STATED EXERCISE
Pick out and copy every line of the listing below that contains the word "lanyard", matching case exactly.

Location identification items

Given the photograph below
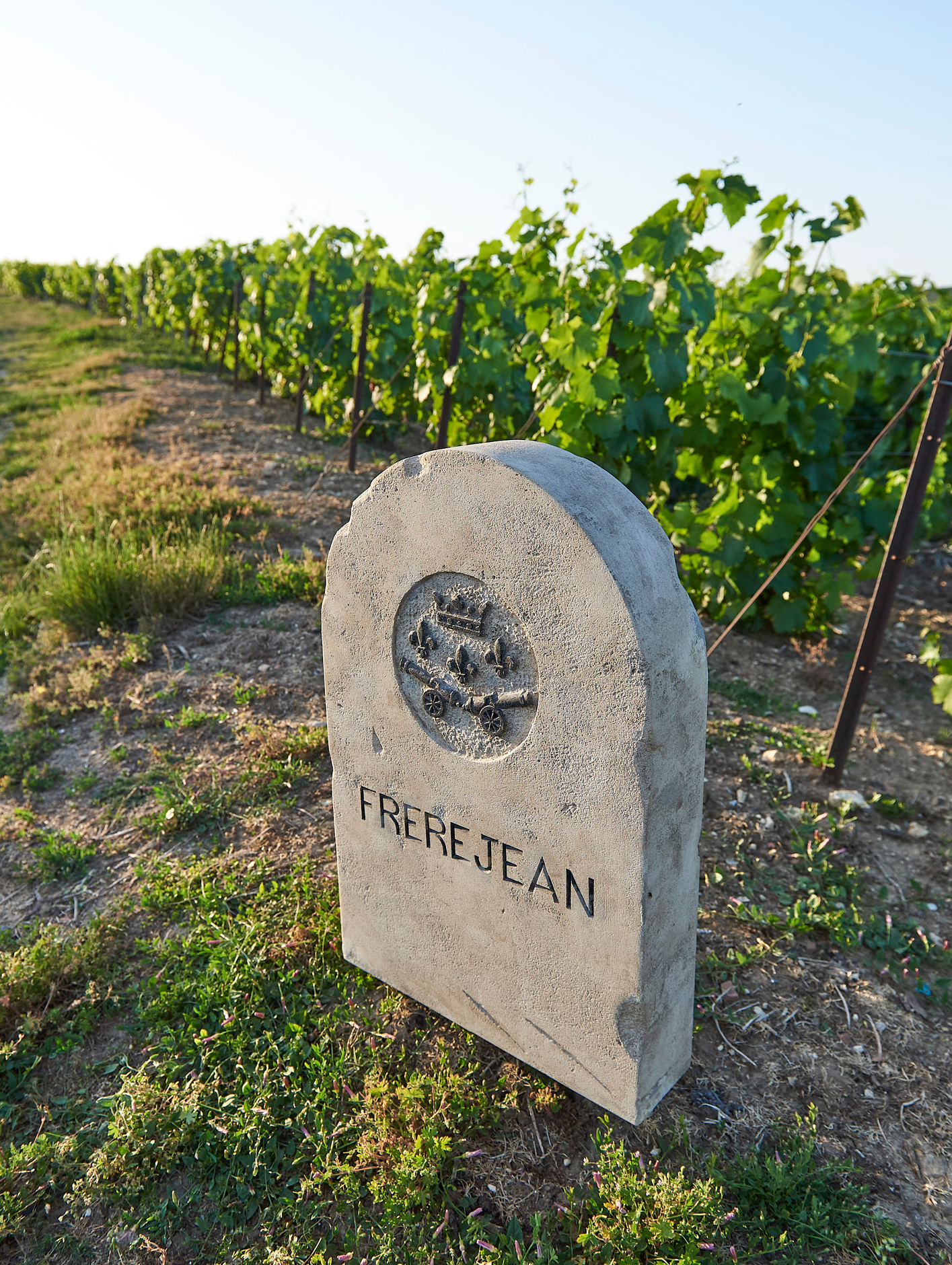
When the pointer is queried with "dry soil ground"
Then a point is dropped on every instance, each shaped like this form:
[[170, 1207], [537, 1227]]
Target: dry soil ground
[[809, 1023]]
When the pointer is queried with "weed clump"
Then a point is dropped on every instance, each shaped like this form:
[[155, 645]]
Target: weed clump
[[23, 759], [114, 579], [61, 854]]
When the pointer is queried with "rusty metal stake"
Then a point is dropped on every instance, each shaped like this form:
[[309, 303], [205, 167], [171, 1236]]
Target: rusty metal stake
[[237, 305], [455, 336], [359, 377], [261, 329], [305, 367], [891, 569]]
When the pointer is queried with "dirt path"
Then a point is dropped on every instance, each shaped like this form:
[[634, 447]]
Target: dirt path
[[809, 1023]]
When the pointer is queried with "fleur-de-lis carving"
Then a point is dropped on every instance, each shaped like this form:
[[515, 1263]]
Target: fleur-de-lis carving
[[460, 665], [499, 659], [421, 641]]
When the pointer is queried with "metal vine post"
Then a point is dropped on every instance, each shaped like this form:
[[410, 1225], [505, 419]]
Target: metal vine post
[[930, 435], [455, 337], [359, 377]]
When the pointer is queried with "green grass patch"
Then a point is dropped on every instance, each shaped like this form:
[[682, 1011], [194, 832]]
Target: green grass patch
[[61, 854], [191, 717], [257, 1102], [246, 692], [23, 759]]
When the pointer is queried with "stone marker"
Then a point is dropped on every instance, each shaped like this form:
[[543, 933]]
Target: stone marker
[[516, 690]]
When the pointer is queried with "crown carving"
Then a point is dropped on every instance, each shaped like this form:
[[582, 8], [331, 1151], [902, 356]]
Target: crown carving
[[460, 612]]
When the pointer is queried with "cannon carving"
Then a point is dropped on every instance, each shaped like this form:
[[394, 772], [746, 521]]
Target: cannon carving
[[490, 710]]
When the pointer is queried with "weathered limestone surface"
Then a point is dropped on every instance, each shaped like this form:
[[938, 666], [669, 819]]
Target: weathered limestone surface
[[516, 694]]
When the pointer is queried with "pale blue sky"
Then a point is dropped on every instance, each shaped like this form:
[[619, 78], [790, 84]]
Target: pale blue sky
[[131, 126]]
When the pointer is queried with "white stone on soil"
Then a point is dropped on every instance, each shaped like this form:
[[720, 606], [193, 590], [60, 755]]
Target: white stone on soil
[[516, 690]]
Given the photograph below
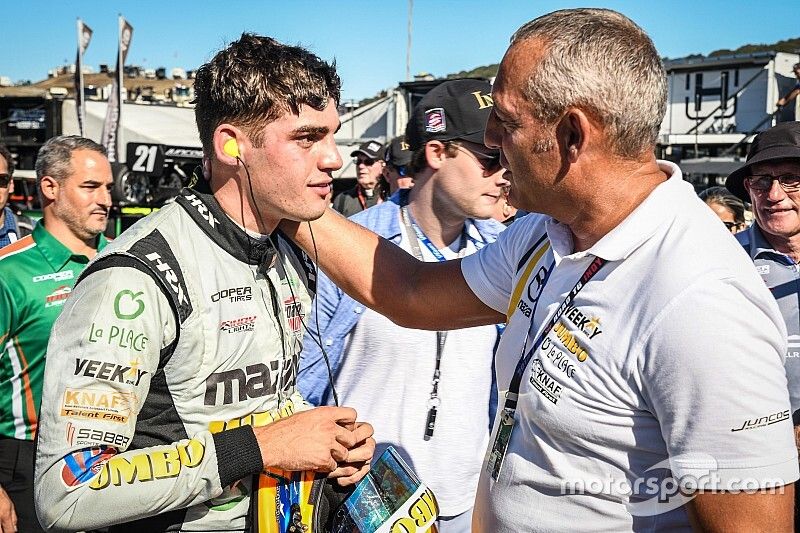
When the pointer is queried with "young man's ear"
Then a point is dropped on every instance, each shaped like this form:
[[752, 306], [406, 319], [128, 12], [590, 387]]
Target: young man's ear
[[48, 187], [435, 154]]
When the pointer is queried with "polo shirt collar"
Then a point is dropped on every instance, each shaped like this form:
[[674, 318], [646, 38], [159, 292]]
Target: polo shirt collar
[[56, 254], [656, 210]]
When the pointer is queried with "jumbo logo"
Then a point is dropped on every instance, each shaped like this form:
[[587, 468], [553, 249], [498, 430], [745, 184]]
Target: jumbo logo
[[569, 342], [420, 516], [158, 464]]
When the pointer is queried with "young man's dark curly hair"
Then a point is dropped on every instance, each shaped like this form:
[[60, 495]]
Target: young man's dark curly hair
[[255, 80]]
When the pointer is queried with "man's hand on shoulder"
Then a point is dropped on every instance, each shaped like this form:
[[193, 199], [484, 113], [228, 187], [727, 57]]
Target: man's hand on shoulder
[[325, 439], [8, 517]]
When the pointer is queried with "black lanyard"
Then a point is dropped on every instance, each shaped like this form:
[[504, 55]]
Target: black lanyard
[[513, 389], [415, 236]]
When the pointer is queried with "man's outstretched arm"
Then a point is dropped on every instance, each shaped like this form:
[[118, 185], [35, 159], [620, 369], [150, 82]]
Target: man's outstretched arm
[[379, 274]]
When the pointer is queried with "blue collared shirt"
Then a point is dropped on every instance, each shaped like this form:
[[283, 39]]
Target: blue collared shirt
[[782, 276]]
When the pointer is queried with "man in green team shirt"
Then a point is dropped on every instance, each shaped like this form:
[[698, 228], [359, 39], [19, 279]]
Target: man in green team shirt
[[74, 178]]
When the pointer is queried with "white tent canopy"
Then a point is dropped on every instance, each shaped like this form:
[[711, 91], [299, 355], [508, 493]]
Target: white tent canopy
[[175, 126]]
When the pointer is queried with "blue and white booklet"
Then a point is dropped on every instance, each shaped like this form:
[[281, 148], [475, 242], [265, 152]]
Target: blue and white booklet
[[390, 498]]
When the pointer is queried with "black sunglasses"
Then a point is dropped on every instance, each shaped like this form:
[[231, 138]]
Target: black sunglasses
[[763, 182], [367, 161]]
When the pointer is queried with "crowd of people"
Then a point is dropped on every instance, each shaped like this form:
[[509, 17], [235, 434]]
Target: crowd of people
[[612, 360]]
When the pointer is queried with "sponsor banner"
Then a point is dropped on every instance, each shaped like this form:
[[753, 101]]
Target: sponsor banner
[[148, 466], [84, 36], [110, 135], [98, 404]]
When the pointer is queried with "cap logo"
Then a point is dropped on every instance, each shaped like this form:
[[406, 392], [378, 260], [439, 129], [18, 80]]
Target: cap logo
[[434, 120], [484, 100]]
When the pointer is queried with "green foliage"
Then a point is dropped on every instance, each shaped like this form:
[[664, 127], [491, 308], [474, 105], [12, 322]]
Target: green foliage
[[487, 71]]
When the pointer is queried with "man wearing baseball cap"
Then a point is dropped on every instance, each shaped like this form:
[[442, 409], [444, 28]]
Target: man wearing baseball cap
[[397, 157], [368, 159], [770, 179], [444, 379]]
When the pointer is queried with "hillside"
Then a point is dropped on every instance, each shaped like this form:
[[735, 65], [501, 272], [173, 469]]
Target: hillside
[[788, 45]]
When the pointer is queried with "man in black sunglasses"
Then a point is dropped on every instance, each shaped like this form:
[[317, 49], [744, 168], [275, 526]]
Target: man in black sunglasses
[[444, 379], [13, 225], [368, 160], [770, 179], [397, 158]]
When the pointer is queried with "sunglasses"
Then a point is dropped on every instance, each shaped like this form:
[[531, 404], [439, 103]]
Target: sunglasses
[[763, 182], [489, 163], [730, 225]]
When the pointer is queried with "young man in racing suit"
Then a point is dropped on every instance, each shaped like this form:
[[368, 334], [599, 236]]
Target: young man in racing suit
[[170, 399]]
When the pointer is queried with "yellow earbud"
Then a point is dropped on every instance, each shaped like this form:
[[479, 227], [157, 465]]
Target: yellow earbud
[[231, 148]]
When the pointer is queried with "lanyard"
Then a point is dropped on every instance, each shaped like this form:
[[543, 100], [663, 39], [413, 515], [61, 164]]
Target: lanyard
[[497, 453], [412, 230], [513, 389]]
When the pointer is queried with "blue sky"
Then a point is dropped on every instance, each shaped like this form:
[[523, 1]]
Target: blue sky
[[367, 38]]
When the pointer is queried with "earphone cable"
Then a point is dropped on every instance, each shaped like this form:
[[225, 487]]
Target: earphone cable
[[318, 338]]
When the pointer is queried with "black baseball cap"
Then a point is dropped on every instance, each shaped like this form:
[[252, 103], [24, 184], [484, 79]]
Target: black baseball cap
[[397, 152], [454, 109], [371, 149], [779, 142]]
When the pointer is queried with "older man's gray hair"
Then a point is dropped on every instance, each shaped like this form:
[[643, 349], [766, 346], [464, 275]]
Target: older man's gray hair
[[600, 61]]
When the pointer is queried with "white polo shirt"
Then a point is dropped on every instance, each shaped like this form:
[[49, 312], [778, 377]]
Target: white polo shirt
[[670, 357]]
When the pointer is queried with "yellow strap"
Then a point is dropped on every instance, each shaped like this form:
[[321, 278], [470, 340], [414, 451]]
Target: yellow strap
[[517, 294]]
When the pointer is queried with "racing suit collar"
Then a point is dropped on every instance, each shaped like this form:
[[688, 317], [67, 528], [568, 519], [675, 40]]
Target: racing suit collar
[[209, 216]]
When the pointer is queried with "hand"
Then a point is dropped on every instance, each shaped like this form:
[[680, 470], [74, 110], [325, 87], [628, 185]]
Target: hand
[[357, 465], [316, 439], [8, 517]]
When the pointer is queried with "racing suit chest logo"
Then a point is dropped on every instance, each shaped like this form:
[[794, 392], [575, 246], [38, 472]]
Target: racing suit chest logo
[[238, 385]]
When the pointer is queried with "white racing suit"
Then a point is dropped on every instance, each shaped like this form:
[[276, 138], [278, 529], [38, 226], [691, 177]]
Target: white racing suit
[[182, 334]]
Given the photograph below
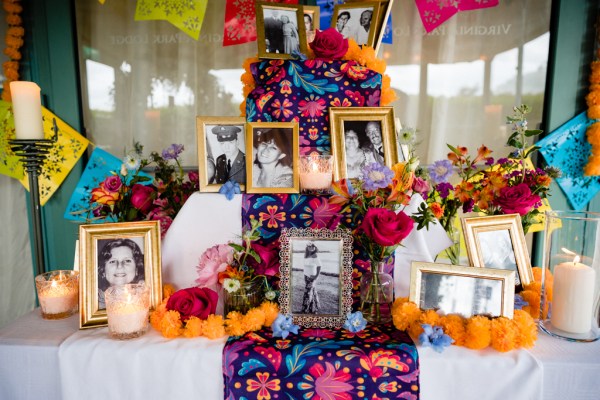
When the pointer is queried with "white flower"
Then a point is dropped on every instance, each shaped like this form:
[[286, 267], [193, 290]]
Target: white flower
[[231, 285]]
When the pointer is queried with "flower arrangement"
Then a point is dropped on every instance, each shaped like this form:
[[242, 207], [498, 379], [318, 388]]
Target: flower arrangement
[[477, 332], [329, 44], [190, 313], [489, 186], [131, 195]]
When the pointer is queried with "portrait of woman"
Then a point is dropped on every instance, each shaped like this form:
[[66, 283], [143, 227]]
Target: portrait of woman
[[120, 261], [273, 159]]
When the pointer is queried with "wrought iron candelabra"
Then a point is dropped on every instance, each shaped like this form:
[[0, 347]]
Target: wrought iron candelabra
[[32, 154]]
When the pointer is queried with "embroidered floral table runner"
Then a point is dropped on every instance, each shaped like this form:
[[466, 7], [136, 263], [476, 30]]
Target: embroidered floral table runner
[[379, 362]]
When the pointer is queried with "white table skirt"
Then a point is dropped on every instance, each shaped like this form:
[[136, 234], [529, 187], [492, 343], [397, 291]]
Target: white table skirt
[[54, 360]]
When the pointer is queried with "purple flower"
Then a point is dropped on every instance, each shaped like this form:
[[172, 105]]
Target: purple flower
[[172, 152], [435, 338], [377, 176], [440, 171], [444, 189]]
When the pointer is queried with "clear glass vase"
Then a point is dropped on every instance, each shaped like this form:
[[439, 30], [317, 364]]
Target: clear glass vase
[[377, 294], [249, 295]]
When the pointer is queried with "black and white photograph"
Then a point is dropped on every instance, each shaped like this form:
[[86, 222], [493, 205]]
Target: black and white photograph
[[316, 276], [498, 241], [221, 152], [114, 254], [356, 21], [280, 29], [274, 150], [462, 290], [120, 261], [363, 146]]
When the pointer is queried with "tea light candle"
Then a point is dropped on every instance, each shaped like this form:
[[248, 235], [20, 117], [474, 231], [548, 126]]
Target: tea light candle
[[27, 110], [573, 297], [58, 293]]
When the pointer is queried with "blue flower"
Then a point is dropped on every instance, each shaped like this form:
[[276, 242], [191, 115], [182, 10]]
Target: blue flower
[[355, 322], [376, 176], [520, 302], [435, 338], [229, 189], [440, 171], [283, 325], [172, 152]]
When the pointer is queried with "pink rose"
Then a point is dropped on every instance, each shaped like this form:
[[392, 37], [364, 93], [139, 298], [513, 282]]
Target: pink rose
[[517, 199], [214, 260], [329, 45], [193, 302], [142, 197], [112, 183], [385, 227]]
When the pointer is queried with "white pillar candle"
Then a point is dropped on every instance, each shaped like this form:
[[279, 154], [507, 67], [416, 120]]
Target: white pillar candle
[[27, 110], [573, 297]]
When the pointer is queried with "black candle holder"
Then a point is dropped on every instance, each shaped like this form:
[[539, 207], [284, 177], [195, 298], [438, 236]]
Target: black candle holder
[[32, 154]]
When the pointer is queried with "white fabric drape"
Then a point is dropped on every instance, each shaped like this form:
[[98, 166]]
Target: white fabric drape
[[17, 290]]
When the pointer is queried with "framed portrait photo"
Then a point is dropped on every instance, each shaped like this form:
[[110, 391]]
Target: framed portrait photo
[[116, 254], [357, 20], [316, 276], [361, 136], [280, 30], [467, 291], [273, 164], [498, 241], [221, 151]]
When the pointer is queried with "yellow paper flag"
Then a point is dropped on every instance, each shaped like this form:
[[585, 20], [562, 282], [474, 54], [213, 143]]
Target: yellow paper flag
[[185, 15]]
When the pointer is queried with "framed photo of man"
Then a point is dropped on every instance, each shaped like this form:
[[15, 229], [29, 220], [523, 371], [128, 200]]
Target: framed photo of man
[[361, 136], [498, 241], [221, 151], [316, 276], [280, 30], [273, 153], [357, 20], [467, 291], [116, 254]]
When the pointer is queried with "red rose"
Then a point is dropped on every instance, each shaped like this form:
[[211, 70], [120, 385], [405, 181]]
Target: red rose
[[329, 45], [193, 302], [112, 183], [385, 227], [517, 199], [142, 197]]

FINAL ANSWER
When the pointer is queried with "black lanyard"
Target: black lanyard
When the pointer is queried with "lanyard"
Target: lanyard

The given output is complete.